Task to carry out =>
Count the lines in the data below that contain the string "white" and give only that number.

Data rows =>
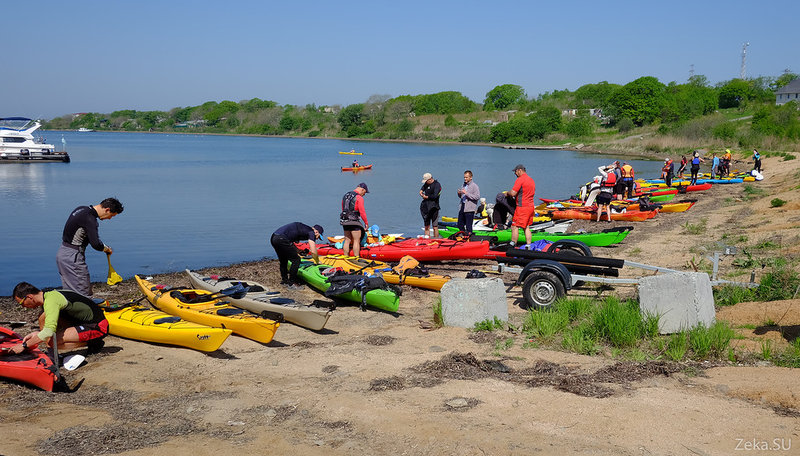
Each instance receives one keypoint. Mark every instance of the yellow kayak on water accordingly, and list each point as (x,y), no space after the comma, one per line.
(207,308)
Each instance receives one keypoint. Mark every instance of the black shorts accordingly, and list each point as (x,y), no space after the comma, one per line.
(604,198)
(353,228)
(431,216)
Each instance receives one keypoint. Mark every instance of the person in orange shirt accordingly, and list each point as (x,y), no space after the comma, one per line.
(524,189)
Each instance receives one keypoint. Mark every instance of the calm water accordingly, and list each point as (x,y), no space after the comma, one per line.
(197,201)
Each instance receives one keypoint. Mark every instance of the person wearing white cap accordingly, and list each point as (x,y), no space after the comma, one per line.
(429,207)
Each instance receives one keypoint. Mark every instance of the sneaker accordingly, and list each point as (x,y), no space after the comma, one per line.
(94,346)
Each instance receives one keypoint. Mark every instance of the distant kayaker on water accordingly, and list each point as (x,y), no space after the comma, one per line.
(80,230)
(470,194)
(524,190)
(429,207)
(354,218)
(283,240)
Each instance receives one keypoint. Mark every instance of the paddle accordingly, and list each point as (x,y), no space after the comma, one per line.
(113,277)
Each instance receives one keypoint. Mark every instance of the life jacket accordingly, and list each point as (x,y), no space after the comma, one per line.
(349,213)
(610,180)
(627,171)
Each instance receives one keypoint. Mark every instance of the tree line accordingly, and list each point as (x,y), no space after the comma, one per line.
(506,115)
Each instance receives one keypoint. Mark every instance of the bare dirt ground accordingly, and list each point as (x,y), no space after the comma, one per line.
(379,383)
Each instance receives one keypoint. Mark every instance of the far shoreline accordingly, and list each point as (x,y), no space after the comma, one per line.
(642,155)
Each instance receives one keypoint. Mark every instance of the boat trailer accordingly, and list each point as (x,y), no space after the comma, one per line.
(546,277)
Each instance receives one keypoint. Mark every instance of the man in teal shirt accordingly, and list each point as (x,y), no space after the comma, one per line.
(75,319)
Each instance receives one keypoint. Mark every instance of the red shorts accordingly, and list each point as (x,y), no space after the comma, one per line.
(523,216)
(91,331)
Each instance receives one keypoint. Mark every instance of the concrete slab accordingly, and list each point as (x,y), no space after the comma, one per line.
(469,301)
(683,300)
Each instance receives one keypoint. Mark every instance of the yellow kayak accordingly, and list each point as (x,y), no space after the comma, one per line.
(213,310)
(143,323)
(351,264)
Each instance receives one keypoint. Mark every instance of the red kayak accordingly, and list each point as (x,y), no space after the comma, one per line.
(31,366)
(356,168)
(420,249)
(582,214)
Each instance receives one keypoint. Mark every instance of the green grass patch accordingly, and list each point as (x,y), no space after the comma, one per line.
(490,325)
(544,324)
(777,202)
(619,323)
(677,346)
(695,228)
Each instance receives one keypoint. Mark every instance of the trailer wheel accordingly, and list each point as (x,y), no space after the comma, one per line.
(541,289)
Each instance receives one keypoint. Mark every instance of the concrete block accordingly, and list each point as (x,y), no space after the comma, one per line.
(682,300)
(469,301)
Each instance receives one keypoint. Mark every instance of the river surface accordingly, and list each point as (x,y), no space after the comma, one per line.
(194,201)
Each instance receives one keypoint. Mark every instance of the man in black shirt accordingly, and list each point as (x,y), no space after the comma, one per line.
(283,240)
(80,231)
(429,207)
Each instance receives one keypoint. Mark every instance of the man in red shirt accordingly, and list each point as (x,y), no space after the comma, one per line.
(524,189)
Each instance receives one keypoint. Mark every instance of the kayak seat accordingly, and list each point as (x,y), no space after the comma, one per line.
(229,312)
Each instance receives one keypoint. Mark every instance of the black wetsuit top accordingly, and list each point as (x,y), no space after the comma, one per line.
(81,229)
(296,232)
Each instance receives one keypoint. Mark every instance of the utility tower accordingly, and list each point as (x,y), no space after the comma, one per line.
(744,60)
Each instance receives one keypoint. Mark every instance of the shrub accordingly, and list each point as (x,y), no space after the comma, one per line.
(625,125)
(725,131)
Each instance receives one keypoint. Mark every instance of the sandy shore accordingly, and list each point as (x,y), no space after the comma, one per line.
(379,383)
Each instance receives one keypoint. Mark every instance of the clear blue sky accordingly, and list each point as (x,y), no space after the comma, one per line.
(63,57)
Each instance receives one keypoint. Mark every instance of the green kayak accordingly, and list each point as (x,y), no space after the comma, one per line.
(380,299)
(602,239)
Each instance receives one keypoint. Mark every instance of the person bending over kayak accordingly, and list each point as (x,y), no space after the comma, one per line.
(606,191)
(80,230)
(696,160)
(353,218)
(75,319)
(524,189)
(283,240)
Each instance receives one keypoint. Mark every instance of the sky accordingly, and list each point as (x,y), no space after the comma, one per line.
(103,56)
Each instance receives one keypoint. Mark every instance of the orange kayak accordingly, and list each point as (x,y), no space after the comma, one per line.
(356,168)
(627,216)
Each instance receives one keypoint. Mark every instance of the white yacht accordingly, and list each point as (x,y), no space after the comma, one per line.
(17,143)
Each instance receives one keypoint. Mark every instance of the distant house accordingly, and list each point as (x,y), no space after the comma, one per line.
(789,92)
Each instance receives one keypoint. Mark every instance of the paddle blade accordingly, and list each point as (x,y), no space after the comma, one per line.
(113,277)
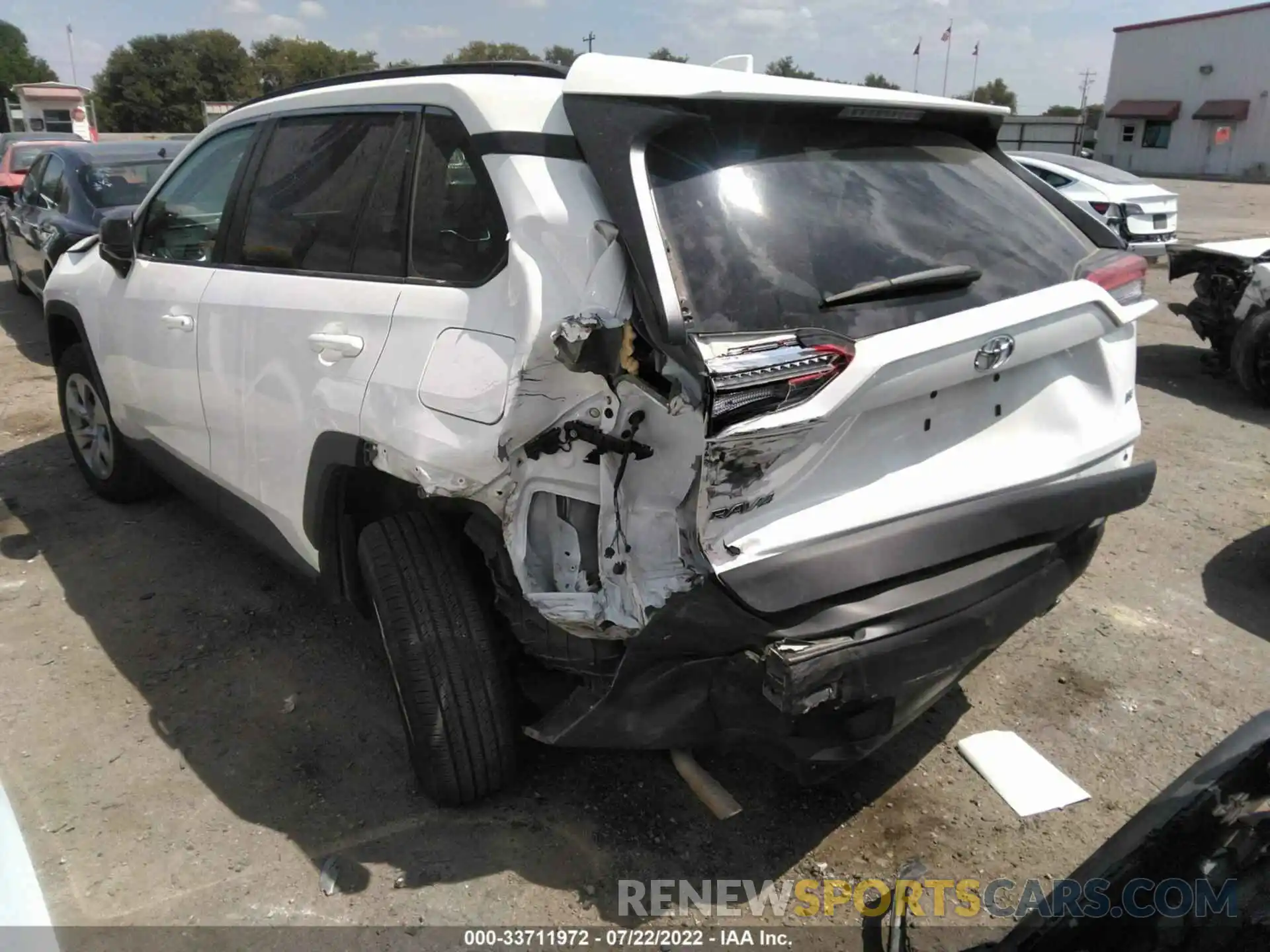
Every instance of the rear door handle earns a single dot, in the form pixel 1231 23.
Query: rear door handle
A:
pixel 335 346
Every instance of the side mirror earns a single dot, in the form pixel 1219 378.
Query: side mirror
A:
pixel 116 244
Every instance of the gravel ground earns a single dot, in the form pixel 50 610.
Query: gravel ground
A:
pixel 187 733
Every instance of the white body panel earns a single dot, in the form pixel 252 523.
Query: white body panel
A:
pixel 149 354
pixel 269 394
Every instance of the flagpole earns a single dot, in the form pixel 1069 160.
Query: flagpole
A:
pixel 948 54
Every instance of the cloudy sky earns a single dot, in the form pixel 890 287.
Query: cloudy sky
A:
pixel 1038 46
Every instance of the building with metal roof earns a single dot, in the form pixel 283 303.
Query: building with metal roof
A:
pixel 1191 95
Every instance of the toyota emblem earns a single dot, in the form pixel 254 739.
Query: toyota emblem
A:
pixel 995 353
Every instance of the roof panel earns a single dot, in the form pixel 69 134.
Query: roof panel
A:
--
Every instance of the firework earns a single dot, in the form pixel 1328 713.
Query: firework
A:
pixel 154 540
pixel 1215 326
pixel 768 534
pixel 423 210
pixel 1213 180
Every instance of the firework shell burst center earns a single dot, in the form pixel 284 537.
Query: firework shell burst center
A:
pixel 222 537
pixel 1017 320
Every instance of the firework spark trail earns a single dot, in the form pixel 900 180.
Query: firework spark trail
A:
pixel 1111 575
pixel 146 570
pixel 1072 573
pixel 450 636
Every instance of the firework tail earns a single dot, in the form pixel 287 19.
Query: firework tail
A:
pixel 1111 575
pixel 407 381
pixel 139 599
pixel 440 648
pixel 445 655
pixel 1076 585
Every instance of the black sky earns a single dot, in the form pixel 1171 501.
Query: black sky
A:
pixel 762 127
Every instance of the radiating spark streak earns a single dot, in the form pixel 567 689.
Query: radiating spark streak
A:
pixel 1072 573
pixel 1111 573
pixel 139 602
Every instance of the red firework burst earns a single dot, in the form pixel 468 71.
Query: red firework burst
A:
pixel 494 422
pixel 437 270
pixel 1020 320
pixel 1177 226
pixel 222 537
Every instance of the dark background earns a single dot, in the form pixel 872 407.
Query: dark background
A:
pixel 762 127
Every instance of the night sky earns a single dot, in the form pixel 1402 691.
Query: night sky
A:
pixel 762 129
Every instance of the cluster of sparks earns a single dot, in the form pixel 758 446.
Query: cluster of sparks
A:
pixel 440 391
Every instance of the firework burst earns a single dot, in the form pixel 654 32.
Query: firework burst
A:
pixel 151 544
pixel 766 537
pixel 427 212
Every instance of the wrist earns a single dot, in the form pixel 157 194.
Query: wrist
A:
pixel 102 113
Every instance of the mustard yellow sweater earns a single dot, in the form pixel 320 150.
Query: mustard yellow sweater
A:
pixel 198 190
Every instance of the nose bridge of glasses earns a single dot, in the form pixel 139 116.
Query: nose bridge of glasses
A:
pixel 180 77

Completed task =>
4